***** Exercise input *****

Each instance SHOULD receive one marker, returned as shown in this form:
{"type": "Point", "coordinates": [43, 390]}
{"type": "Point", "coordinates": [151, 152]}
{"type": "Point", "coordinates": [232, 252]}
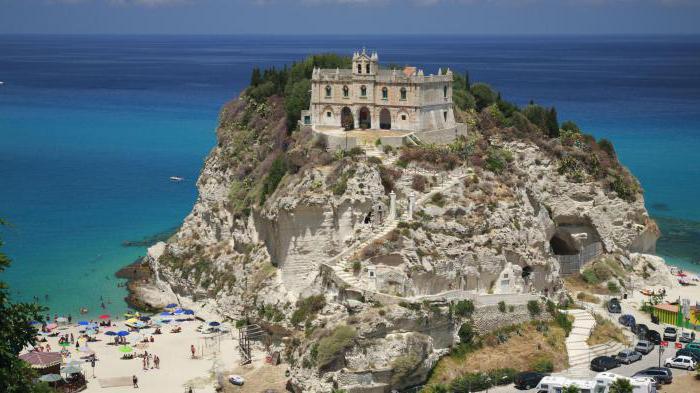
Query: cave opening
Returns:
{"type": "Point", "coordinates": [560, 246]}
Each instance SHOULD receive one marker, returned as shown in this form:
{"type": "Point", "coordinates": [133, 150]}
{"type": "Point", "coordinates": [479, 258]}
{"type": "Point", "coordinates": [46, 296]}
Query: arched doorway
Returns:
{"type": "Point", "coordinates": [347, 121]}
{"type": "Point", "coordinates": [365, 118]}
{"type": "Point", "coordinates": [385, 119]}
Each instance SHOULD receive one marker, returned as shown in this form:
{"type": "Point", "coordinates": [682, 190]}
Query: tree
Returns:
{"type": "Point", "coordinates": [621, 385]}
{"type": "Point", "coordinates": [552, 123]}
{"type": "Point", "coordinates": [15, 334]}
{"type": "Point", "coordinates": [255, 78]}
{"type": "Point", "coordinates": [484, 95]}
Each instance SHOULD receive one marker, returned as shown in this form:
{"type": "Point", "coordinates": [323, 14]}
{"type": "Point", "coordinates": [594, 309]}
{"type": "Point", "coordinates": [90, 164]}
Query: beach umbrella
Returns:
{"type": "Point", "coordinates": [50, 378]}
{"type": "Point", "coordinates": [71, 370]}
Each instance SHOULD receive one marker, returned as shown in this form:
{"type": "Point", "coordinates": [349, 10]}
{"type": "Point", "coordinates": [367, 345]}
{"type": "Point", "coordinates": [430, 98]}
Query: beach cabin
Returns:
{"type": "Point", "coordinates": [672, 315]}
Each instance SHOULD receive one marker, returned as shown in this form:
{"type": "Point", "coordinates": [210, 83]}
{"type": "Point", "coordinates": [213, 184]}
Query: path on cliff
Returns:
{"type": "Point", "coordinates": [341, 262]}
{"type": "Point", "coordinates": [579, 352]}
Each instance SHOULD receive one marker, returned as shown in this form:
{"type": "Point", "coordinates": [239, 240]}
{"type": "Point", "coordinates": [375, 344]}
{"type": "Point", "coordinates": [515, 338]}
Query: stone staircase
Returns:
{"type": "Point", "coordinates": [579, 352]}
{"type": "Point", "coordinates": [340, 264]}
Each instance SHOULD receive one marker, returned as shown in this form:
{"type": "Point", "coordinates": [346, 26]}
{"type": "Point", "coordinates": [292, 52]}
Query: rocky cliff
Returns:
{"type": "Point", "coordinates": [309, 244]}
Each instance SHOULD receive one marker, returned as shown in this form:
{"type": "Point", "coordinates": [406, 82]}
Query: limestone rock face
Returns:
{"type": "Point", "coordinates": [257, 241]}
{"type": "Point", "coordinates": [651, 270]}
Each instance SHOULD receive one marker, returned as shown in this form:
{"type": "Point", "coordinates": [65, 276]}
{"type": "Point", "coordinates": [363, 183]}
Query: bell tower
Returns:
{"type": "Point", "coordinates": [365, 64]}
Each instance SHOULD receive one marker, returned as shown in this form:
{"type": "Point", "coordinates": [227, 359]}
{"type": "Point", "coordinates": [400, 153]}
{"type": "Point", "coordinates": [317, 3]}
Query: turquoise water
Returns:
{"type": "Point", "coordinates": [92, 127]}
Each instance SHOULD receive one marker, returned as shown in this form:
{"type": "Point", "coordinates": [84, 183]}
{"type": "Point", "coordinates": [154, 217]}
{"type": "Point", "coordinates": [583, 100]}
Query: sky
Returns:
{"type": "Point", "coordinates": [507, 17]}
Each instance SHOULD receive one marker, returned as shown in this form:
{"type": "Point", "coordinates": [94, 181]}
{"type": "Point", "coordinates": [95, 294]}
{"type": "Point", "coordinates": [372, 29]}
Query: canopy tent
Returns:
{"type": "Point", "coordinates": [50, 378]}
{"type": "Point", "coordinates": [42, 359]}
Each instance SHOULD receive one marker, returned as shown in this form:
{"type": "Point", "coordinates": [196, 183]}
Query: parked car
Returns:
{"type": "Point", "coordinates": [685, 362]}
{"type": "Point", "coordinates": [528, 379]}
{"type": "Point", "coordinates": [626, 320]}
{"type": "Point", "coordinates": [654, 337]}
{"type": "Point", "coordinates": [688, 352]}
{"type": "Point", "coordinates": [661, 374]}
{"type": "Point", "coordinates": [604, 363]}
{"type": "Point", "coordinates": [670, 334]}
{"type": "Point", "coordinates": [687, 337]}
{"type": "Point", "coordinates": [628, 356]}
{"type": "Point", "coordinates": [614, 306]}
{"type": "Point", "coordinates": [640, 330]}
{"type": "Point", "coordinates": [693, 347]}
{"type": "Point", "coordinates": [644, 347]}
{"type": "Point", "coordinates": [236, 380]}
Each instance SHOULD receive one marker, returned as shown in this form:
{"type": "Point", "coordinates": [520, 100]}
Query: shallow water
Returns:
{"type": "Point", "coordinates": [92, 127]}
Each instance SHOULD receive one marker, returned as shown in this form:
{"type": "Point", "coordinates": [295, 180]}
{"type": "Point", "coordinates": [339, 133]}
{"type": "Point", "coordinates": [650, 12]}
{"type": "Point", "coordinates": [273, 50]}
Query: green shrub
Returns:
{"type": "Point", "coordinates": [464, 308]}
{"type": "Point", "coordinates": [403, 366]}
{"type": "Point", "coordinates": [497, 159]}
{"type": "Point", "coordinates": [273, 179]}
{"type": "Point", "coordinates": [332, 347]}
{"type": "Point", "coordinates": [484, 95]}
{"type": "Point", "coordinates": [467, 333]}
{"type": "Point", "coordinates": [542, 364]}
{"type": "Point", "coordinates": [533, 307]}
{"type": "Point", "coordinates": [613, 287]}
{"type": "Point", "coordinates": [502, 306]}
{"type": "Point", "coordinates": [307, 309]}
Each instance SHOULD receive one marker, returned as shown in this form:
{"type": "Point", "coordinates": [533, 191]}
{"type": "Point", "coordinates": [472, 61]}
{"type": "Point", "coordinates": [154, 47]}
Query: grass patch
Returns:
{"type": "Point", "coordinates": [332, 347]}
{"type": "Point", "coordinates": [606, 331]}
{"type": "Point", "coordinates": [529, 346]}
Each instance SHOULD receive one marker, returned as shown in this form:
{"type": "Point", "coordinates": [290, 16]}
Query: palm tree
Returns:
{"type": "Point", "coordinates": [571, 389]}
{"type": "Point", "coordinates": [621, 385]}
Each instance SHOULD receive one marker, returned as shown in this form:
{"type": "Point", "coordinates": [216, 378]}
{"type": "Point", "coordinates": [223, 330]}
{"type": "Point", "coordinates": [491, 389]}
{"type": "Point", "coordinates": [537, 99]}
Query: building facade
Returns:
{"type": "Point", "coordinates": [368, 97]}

*****
***** Exercise input *****

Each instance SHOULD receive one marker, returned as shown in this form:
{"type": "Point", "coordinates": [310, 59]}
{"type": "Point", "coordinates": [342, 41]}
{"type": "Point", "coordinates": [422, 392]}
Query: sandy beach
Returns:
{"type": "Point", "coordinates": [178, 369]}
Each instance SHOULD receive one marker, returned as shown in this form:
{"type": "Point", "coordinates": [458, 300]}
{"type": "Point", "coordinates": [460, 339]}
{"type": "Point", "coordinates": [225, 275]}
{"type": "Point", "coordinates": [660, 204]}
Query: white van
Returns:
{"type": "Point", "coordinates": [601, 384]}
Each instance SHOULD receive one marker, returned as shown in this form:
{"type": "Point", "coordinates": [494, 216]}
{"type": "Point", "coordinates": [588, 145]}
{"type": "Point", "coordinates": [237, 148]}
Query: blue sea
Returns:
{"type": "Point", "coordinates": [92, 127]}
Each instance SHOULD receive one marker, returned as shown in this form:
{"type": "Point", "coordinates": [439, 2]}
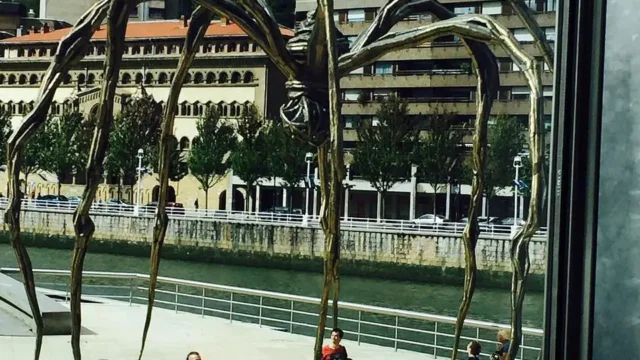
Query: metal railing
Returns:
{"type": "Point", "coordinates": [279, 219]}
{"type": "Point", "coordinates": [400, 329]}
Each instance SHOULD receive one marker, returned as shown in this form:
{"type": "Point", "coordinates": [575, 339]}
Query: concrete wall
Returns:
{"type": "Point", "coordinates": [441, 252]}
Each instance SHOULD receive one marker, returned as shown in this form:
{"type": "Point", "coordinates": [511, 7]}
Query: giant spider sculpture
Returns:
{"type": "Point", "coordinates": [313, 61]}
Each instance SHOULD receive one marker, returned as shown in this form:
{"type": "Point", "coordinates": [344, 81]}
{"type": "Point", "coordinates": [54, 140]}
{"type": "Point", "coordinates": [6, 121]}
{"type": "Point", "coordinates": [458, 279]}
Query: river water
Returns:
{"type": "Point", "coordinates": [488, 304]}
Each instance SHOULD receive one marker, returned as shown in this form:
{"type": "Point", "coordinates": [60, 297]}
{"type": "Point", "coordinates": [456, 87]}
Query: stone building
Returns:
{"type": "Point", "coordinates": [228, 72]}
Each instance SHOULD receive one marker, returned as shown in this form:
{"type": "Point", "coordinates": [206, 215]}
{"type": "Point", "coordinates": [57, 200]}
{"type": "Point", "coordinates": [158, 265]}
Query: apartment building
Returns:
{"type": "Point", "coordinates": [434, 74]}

*****

## Set problem
How many lines in the records above contain the string "water", with case counting? Give only the number.

## Response to the exercise
3